• SET EXERCISE:
Reproduce the closing part of the entries exactly: the line with "driveway, one point per instance." and all lines after it, ending with the last line, and nothing else.

• DATA SUPPLIED:
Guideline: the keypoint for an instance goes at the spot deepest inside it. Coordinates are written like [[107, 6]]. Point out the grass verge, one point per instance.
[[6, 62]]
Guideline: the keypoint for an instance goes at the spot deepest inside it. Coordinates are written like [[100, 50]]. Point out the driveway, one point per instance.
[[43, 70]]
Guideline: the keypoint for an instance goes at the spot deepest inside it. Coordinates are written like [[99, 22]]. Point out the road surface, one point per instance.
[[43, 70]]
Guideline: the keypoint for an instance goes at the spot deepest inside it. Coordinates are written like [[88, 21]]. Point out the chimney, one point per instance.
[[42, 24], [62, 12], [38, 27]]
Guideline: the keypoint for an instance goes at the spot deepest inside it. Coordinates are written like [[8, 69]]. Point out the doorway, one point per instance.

• FULL ANSWER:
Guideline: the keypoint for an instance goes at the spot deepest inside it. Coordinates are written like [[100, 50]]. Point out the driveway, one point per instance.
[[43, 70]]
Guideline: the keypoint for an instance goes at the spot deepest inside it. Coordinates are written like [[99, 22]]. Point out the road surface, one point per instance.
[[43, 70]]
Guideline: the keypoint for an instance goes at the spot deepest inside it. Coordinates are written like [[88, 21]]. Point out the chimney, one point per instance.
[[42, 24], [62, 12], [38, 27]]
Guideline: the keypoint for an instance goes at the spot deepest inside it. Coordinates are written like [[8, 69]]. Point out the doorway, one point per instance.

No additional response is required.